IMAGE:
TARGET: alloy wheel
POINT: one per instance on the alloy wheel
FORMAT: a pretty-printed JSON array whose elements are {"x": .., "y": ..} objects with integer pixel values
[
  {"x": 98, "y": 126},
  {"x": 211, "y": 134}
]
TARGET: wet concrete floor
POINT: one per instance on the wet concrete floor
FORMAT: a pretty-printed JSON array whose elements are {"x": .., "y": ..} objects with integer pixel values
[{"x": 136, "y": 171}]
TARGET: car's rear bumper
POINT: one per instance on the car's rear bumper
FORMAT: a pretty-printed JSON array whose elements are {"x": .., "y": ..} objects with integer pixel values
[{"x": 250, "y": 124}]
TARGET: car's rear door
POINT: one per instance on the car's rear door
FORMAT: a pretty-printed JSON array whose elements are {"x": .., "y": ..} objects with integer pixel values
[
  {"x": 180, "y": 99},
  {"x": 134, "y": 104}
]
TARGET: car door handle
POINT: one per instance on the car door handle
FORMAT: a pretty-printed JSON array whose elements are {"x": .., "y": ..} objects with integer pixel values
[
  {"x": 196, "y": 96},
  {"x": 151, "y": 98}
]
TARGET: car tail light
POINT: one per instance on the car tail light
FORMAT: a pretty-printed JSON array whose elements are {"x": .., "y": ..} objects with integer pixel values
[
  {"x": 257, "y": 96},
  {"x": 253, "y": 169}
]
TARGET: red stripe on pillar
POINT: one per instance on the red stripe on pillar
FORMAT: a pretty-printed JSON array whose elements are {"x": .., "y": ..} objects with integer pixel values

=-=-=-=-=

# [TASK OBJECTIVE]
Rewrite the entire listing above, substituting "occurrence" for every occurrence of "instance" and keeping every other character the same.

# [FINISHED EXERCISE]
IMAGE:
TARGET: alloy wheel
POINT: one per occurrence on the alloy wheel
FORMAT: a pretty-printed JSON array whose elements are {"x": .., "y": ..} objects with integer pixel values
[
  {"x": 98, "y": 126},
  {"x": 211, "y": 134}
]
TARGET: wet concrete floor
POINT: one per occurrence on the wet concrete floor
FORMAT: a pretty-printed JSON array whose elements are {"x": .., "y": ..} objects with integer pixel values
[{"x": 136, "y": 171}]
TARGET: car's rear bumper
POINT: one per occurrence on the car's rear bumper
FORMAT: a pretty-printed JSON array whose elements are {"x": .., "y": ..} objects with integer pixel values
[{"x": 250, "y": 124}]
TARGET: car's rear door
POINT: one per occurrence on the car's rear door
FORMAT: a pretty-printed JSON array whose elements are {"x": .., "y": ..} objects with integer pixel values
[
  {"x": 180, "y": 99},
  {"x": 134, "y": 104}
]
TARGET: car door handle
POINT: one per occurrence on the car door handle
FORMAT: a pretty-printed JSON array whose elements are {"x": .., "y": ..} objects with integer pixel values
[
  {"x": 196, "y": 96},
  {"x": 151, "y": 98}
]
TARGET: car tail light
POINT: one per occurrence on the car tail light
FORMAT: a pretty-printed JSON array whose elements are {"x": .., "y": ..} objects with integer pixel values
[
  {"x": 257, "y": 96},
  {"x": 253, "y": 169}
]
TARGET: red stripe on pillar
POINT: one per occurrence on the red stripe on pillar
FORMAT: a pretty-printed JSON array whose elements are {"x": .., "y": ..} objects with integer pixel values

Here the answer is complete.